(Some records)
::::::
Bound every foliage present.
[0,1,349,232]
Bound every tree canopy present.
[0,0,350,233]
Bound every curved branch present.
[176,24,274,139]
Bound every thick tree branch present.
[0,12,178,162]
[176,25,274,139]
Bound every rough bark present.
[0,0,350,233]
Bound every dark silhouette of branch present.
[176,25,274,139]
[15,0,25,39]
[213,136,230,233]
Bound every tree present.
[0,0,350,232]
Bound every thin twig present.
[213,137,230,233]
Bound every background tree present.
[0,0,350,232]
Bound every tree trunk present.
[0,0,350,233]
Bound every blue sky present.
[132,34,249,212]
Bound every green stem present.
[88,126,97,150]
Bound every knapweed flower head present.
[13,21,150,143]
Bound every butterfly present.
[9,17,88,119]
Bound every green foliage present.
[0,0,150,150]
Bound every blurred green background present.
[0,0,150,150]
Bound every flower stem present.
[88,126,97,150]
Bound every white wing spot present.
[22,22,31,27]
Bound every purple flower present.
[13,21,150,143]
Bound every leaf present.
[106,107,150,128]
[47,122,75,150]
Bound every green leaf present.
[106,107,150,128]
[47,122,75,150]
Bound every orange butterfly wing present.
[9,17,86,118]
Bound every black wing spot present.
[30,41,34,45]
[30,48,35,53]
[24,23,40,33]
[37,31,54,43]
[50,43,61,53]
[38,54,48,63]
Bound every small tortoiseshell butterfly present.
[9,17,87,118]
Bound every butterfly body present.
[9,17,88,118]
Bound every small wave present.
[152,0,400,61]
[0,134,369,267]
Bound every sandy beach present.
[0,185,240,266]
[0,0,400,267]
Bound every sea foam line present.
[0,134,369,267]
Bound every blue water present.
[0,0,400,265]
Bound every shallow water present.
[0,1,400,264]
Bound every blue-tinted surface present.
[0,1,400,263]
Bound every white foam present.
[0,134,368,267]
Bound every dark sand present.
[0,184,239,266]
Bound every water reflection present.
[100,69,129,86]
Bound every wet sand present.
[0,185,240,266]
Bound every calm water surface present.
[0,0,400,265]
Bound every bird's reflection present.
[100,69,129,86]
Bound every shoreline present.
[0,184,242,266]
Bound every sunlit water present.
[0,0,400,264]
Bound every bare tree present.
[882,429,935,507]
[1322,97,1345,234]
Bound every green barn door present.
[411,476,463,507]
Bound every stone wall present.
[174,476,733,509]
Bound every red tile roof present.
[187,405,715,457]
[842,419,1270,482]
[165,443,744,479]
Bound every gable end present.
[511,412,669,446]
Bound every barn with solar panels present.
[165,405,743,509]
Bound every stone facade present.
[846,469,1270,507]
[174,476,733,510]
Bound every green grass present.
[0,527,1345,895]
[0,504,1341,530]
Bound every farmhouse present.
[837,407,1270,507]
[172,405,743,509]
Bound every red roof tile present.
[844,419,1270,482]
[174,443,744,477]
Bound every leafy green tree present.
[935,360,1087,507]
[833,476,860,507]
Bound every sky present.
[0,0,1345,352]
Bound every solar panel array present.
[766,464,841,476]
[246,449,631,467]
::::::
* [Given instruction]
List each line of the material that contains the string "blue".

* [Written response]
Bound every blue sky present.
Bound every blue water present.
Bound every blue-tinted surface present.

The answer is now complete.